## Problems and tasks
(a) Translate the sentence "Most people love a good drama." from the sermon into Spanish.
(b) Carry on writing the sermon on the Sunday scripture readings from the point where it stops.
____ Document segment
Sermon by Leah Grace Goodwin for Sunday, March 2, 2003

Scripture: 2 Kings 2:1-14, Mark 9:2-9, Psalm 50:1-6

Most people love a good drama. Ask any network TV mogul.
In fact, I think it’s fair to say that, like it or not, the human psyche revels in - maybe even depends on -- the dramatic moment. We find reassuring meaning in the epic magnitude of those times when the throat catches, the heart pounds, and every second vibrates, strained nearly to the breaking point with almost more meaning than it can hold.
And boy, did we hit the jackpot with this Sunday’s scripture readings. Mark and 2nd Kings have got it all - lonely mountaintops, dazzling white raiment, phantasmagorical prophets, overshadowing clouds, mighty rivers rolled back like so much parchment, fire and whirlwind. Whoever wrote the narrative for the Ascension of Elijah story should get an Academy Award for best screenplay.
________
____ Data provided
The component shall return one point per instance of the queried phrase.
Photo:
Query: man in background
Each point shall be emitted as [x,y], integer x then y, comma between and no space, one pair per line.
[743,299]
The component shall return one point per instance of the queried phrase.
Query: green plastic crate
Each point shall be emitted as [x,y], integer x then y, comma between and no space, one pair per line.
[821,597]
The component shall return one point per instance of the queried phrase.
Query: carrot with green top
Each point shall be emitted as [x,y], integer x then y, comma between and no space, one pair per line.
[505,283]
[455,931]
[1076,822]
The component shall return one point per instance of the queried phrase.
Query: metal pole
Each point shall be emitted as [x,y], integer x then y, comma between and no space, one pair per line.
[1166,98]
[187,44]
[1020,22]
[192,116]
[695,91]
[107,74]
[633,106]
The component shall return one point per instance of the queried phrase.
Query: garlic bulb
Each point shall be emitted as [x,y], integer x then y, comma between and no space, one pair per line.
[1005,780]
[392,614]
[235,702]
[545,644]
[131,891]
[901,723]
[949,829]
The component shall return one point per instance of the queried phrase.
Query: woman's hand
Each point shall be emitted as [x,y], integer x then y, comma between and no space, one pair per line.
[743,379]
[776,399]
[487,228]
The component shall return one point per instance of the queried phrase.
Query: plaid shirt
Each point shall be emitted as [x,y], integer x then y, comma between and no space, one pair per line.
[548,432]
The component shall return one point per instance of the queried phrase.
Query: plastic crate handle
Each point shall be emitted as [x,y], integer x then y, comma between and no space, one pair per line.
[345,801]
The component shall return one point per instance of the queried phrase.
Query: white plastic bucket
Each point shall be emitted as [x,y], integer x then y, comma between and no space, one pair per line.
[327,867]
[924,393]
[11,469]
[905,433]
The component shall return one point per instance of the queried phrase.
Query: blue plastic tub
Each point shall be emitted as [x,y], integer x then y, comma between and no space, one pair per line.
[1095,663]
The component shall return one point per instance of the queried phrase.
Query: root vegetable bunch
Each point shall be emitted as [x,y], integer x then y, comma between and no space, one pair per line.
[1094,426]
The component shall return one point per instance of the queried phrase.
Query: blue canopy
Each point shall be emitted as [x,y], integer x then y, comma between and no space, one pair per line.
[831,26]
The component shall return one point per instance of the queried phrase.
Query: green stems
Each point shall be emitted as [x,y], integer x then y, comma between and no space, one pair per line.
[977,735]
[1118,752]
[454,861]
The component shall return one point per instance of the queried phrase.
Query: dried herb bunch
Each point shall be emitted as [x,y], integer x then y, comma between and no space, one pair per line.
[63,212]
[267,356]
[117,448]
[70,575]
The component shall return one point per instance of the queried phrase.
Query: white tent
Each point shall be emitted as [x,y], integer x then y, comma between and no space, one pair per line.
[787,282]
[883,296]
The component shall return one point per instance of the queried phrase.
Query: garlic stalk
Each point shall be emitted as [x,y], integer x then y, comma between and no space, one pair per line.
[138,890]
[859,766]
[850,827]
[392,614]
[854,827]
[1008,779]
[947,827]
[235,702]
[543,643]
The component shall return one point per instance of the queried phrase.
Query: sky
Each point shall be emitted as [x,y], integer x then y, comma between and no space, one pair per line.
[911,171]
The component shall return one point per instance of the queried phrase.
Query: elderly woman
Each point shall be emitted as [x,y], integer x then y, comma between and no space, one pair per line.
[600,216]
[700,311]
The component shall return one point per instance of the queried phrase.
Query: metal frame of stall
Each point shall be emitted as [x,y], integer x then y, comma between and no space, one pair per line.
________
## Results for each task
(a) A la mayoría de la gente le encanta un buen drama.

(b)
Now, Elijah gets the bulk of the special effects budget in this story, with his dramatic (and highly flammable) exit, but I want to think about his protegee, Elisha. I suspect he has a great deal to tell us about a variety of subjects, among them discipleship, loss, and grief, not to mention the challenge of public life. And we will touch on all of these ideas along the way. But what grabs me hardest about this tale is Elisha’s faith. Elisha is faith -FILLED: he is willing to leap into unknown territory, to take a shot at stunts that seem impossible, even absurd, by human standards. He is also faith-FULL: devoted to his master, his God, and the “stiff-necked people” that are his countrymen.
That faith, my friends, that devotion and hope and divinely dependent recklessness, is what the Spirit calls me to speak on today.
A little context would help us cope with this rather mindboggling tale.
So - it is, roughly speaking, the eighth century before Christ. Israel is divided into two kingdoms, with two rival rulers, and the region is in upheaval. Elijah is the preeminent prophet of the day. He has a plethora of miracles under his leather belt,, not least of which is his recent success in winning a sacrificial altar-lighting contest with the prophets of Baal. Elijah is a cowboy, a renegade. Oscar Wilde once said that a person “should always be a little improbable” - and indeed, Elijah was more than a little improbable. I imagine he would have been an amazing master and teacher to Elisha, and a difficult one.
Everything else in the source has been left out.